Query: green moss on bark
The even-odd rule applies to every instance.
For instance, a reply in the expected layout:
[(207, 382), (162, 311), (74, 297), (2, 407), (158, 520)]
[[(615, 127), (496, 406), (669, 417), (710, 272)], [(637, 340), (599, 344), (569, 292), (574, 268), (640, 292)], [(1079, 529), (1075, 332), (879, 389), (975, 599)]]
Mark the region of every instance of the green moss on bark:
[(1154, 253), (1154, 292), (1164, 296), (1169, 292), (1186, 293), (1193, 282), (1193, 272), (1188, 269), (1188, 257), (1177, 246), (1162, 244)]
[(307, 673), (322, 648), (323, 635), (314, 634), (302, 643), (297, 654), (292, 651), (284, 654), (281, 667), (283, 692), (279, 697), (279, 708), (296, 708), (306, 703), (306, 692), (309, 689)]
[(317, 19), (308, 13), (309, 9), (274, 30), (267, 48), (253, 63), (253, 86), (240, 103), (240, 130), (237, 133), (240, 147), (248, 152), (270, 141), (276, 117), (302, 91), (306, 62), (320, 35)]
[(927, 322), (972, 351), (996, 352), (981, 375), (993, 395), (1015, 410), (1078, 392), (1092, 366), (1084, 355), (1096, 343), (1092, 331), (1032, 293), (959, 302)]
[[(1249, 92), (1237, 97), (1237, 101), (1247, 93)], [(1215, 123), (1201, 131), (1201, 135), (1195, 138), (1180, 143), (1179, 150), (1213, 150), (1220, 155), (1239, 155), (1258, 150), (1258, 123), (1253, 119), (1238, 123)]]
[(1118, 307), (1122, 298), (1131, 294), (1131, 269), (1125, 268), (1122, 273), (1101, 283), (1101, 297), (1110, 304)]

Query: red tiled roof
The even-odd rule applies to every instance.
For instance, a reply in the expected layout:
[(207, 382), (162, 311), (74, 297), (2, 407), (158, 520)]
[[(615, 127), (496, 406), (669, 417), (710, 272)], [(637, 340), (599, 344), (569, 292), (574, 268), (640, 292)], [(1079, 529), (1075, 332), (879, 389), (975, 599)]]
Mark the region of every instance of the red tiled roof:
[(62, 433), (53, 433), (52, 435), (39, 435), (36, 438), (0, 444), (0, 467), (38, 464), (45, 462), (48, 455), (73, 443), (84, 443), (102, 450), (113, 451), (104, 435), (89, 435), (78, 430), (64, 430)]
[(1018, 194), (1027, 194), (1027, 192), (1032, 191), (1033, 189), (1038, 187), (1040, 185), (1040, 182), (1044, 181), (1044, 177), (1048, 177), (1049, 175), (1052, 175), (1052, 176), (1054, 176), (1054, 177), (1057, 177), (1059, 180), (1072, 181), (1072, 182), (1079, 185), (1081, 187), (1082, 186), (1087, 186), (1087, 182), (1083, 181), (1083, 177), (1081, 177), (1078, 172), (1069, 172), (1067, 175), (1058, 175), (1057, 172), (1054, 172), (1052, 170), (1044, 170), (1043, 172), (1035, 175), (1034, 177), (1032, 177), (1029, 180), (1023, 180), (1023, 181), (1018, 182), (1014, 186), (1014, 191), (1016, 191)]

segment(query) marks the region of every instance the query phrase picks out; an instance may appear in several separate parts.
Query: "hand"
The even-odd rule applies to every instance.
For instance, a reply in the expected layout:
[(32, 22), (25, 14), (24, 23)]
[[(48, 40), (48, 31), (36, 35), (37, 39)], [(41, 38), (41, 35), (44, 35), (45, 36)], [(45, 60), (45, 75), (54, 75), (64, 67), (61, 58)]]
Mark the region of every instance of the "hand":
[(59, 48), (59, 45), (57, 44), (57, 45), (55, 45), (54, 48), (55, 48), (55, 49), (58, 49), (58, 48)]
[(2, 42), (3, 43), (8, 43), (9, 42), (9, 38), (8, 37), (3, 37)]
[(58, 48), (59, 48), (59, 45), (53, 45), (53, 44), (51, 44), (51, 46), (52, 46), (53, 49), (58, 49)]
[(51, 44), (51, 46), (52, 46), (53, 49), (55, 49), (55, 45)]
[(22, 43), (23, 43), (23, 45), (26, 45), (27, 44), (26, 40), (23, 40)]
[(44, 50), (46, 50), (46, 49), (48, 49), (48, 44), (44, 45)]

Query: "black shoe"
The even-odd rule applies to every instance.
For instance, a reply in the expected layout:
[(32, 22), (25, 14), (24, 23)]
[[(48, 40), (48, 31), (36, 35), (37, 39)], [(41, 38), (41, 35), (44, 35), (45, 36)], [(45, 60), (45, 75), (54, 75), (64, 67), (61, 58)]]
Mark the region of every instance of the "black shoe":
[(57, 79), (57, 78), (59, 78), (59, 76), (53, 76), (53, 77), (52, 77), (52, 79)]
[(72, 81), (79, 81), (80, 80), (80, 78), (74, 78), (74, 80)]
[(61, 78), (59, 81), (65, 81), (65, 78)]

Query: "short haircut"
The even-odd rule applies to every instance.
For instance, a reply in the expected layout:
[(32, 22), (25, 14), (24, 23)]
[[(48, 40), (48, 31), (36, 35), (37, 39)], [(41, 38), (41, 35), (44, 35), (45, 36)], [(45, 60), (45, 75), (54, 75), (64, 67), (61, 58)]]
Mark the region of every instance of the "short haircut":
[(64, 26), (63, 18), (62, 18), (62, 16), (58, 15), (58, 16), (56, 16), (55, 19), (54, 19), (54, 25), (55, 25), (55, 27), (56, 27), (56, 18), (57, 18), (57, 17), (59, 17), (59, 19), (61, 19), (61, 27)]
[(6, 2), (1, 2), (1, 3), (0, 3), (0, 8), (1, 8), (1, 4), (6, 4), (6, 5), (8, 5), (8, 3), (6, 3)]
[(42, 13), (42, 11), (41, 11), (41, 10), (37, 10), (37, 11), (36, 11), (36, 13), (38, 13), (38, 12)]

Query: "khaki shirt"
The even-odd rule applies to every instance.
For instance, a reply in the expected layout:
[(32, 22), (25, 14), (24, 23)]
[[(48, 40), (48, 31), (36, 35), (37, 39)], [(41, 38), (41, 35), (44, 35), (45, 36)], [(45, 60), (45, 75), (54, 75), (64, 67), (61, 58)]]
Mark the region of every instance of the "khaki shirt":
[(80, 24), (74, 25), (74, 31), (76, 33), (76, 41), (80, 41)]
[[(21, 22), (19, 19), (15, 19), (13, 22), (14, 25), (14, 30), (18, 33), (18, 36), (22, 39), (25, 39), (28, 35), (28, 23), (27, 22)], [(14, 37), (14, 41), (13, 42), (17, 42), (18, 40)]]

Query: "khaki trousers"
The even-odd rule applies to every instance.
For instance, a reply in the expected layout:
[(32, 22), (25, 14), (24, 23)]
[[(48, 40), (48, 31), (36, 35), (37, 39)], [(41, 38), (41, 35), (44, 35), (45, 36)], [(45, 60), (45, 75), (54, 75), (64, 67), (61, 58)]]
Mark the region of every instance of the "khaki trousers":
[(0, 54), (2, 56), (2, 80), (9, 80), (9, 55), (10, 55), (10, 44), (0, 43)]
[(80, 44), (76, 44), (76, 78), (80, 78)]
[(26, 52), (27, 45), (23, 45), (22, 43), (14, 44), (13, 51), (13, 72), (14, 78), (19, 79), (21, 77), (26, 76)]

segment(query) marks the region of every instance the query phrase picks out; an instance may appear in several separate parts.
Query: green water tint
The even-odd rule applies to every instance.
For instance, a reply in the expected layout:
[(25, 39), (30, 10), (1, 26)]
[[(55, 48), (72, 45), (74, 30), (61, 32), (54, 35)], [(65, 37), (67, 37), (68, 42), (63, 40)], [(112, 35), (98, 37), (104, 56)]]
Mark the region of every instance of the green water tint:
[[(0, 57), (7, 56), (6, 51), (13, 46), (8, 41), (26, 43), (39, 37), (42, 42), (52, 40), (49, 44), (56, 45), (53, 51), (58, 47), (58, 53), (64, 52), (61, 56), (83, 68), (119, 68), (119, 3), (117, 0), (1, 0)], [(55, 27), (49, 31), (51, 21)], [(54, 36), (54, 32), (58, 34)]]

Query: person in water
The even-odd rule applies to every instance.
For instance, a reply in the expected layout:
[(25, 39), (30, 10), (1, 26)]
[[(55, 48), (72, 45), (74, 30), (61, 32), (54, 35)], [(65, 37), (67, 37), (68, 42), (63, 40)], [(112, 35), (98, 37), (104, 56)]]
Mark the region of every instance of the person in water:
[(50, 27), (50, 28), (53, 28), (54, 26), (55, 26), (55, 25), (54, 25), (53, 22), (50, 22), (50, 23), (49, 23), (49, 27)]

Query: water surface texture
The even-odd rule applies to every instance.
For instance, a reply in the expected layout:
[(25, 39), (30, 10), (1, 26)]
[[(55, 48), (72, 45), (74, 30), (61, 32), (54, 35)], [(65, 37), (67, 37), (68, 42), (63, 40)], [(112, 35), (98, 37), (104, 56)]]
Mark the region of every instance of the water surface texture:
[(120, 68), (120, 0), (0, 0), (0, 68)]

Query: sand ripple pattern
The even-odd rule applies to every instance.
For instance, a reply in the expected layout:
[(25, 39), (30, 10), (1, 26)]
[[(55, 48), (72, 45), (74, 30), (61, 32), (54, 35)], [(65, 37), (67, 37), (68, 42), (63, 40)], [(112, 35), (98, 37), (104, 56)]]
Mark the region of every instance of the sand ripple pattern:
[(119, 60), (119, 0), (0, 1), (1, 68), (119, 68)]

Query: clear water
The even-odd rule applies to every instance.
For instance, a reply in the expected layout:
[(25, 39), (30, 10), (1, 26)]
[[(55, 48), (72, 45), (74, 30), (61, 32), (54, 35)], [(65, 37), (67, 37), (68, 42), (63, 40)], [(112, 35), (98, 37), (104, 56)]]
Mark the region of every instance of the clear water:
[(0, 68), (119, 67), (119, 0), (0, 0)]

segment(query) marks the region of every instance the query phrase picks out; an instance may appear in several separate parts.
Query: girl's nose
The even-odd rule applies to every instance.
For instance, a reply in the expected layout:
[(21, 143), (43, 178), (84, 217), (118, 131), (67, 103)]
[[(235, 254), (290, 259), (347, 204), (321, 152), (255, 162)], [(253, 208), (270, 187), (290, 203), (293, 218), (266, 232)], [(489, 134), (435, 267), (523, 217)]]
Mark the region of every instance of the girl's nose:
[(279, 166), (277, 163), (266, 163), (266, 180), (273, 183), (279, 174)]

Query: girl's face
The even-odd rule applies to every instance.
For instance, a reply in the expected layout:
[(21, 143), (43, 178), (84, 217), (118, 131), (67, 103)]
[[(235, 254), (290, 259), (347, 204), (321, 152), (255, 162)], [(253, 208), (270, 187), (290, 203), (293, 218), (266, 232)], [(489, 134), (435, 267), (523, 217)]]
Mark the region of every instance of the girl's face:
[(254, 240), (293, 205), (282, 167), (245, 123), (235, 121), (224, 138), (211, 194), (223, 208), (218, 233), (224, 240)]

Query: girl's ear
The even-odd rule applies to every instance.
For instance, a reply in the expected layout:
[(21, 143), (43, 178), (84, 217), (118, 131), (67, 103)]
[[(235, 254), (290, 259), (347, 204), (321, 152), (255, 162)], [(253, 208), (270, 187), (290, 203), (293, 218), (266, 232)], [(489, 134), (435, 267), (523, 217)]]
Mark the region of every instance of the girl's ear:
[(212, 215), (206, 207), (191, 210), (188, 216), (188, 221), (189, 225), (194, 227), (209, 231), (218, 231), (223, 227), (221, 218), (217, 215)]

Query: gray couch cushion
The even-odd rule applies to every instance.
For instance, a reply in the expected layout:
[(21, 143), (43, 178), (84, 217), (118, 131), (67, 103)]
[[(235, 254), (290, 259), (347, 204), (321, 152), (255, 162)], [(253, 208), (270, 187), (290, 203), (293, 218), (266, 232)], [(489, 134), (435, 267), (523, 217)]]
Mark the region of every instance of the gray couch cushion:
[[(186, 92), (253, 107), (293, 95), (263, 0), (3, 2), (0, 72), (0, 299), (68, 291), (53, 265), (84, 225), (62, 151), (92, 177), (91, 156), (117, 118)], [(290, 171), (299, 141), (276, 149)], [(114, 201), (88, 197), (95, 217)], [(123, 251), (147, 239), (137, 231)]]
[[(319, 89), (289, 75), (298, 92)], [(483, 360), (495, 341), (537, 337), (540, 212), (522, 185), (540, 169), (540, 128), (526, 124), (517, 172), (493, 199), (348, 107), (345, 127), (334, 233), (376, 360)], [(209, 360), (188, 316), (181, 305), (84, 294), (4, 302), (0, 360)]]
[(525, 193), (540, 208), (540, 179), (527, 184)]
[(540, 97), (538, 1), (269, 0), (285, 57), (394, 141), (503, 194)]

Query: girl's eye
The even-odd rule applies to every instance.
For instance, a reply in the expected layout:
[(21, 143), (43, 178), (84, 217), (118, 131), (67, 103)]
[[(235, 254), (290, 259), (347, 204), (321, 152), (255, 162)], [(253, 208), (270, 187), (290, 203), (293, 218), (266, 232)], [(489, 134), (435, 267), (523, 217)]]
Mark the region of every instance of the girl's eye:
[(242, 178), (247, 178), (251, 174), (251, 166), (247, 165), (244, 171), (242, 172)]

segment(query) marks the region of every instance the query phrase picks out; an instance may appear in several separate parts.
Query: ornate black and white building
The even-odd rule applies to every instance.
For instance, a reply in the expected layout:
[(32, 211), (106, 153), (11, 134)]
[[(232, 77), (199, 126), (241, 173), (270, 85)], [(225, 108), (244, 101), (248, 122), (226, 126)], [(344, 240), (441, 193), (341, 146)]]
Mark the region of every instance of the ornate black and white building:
====
● **Instruction**:
Starting from the line containing "Query: girl's eye" and ending with the final line of the data, reproduce each line exactly as it appears, including no other lines.

● **Exercise response**:
Query: girl's eye
The even-odd rule applies to every instance.
For instance, a reply in the expected layout:
[(21, 143), (43, 178), (84, 217), (118, 131), (67, 103)]
[[(235, 254), (290, 259), (347, 204), (321, 152), (255, 162)], [(253, 208), (270, 187), (290, 203), (293, 218), (266, 232)], [(489, 134), (435, 267), (523, 217)]]
Mark the region of every instance of the girl's eye:
[(242, 178), (247, 178), (251, 174), (251, 166), (247, 165), (244, 171), (242, 172)]

segment(query) marks the region of every instance the query phrase picks out; an instance may appear in several separate parts.
Query: ornate black and white building
The even-odd rule applies to every instance.
For instance, a reply in the expected layout:
[(32, 211), (106, 153), (11, 134)]
[[(232, 77), (199, 126), (241, 173), (270, 85)], [(225, 108), (244, 101), (248, 122), (226, 126)], [(344, 240), (441, 193), (341, 146)]]
Mark the region of every instance of the ornate black and white building:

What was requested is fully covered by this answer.